The claim is not that $6,000 is a hardship to him, just that it is not "a drop in the bucket". Ie, $6K is not an amount he would spend unthinkingly because of having so much money. Depending on where you live it's not odd to know people in houses worth over a million but who couldn't pick up a another car because the monthly payments would be too much. Technically they can afford it, but practically it's not "a drop in the bucket", so they have other priorities.
I lived in a town full of millionaires, and while I've met plenty who are just as or even more decent than the average person, there's also the ones who would spend 20€ on a piece of cake, but then not tip the waitress. Yet others seem to think that because they're so rich (and in their mind, that makes them important) they shouldn't have to pay for anything, even a penny is a penny to much for them, and the richer they are, the more time they spend whining about expenses. For some people, money is an end in itself, and that's because they have no personality worth writing home about and nothing else to fill their lives with. Nietzsche was exactly right when he said for some utterly impotent people money is the crowbar of power. But ironically, the more power they have, they weaker they become.

= SUPPLIED RECORDS =
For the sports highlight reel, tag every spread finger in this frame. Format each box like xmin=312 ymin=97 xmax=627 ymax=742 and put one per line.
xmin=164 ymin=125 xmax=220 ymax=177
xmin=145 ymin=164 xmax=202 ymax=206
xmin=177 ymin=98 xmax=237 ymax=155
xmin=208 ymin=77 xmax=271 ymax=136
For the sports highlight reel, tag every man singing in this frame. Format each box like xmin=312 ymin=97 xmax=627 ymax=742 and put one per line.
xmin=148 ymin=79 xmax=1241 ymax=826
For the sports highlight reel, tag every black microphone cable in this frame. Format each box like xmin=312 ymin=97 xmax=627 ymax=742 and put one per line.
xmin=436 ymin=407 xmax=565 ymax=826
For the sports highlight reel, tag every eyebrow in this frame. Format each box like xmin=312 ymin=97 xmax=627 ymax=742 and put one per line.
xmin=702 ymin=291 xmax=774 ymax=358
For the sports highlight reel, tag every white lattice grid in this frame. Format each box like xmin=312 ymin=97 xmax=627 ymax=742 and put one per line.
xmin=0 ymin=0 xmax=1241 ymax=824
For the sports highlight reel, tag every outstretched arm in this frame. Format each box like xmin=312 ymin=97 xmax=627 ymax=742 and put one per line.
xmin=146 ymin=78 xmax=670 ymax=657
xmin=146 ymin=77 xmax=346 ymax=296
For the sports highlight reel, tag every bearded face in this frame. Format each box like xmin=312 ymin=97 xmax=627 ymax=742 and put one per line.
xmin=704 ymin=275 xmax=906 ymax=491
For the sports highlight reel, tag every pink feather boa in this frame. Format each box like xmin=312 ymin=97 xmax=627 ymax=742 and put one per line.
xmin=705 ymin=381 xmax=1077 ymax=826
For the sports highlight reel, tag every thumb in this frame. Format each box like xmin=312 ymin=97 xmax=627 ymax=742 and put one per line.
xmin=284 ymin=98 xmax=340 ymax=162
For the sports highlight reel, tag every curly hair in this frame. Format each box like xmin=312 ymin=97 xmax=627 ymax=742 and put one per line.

= REQUIRED ACTION =
Rewrite the passage about rich people and money from "I lived in a" to "weaker they become.", swapping "millionaires" for "wealthy people".

= WORKED SOLUTION =
I lived in a town full of wealthy people, and while I've met plenty who are just as or even more decent than the average person, there's also the ones who would spend 20€ on a piece of cake, but then not tip the waitress. Yet others seem to think that because they're so rich (and in their mind, that makes them important) they shouldn't have to pay for anything, even a penny is a penny to much for them, and the richer they are, the more time they spend whining about expenses. For some people, money is an end in itself, and that's because they have no personality worth writing home about and nothing else to fill their lives with. Nietzsche was exactly right when he said for some utterly impotent people money is the crowbar of power. But ironically, the more power they have, they weaker they become.